# TEXT TO READ:
'''
Re: Saving three 16 bit RGB values in 32 bits::

Roger Hamlett wrote:
"Wenny Macura" <wmacu@xxxxxxxxx> wrote in message news:gBaUe.166628$wr.79983@xxxxxxxxxxx

I have been fiddling with large 16 bit images for a while.
and have been trying to save the image allocation space on the disk.

The following algorithm is the result of the struggle :-)
Any comments ??

Provided you are prepared to accept the loss of accuracy involved, then of course you can do a conversion like this. However the loss is _severe_... You are wasting some of the numeric range available, by multiplying by 100000. 65536, gives the tightest packing.
But the key is that you will lose data, and with the formula shown, most of this will be from the blue, when large values are held in the red. The total number of possible values that can exist for the RGB triplet, is not the 'sum' of the numbers, but the _product_.
'''
# DIRECTION A:
Reproduce the passage of the forum reply on packing 16-bit RGB values into 32 bits from "The following algorithm" up to and including "the tightest packing.".
# DIRECTION B:
Take the forum reply on packing 16-bit RGB values into 32 bits further, picking up after its final sentence.

# INFORMATION PROVIDED:
'''
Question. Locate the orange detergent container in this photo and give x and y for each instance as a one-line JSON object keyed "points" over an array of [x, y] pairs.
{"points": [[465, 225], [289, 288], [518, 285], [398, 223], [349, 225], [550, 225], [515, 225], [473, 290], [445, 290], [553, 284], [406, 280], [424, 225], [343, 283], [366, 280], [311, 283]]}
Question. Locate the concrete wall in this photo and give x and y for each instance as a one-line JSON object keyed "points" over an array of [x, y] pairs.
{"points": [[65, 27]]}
'''
# EXPECTED ANSWER A:
The following algorithm is the result of the struggle :-)
Any comments ??

Provided you are prepared to accept the loss of accuracy involved, then of course you can do a conversion like this. However the loss is _severe_... You are wasting some of the numeric range available, by multiplying by 100000. 65536, gives the tightest packing.

# EXPECTED ANSWER B:
Take the example, of a value of 2 in the blue, with a value of 65535 in the red, with an intermediate value (say 32767) in the green. You formula gives:
65535*100000+32767+2/100000 = 6553532767.00002
Now a 23bit mantissa allows 2^23 possible values. 0 to 8388607. Just under 7 digits containing data (This is why the accuracy of single precision numbers like this is normally referred to at 6 3/4 digits). The exponent scales the incoming number to make best use of these digits, normally by finding the first '1' starting from the front of the number, and then not storing this, but storing the 23 subsequent bits (to effectively give 24 bits held). This improved the accuracy to just over 7 digits.
Now for the example given, the normal 32bit FP format, will be stored (in hex) as 4FC34F7D. This converts back to a decimal value of 6553532900.00000. Converting this back to RGB, gives the correct 'R' value (65535), a green value of 32900, but complete loss of the blue data. A change of one bit in the 'blue' in the format given, would change between 6553532767.00000 and 6553532767.00001. A change of one and a half parts in 10^15. This would require a 47bit mantissa to reproduce accurately...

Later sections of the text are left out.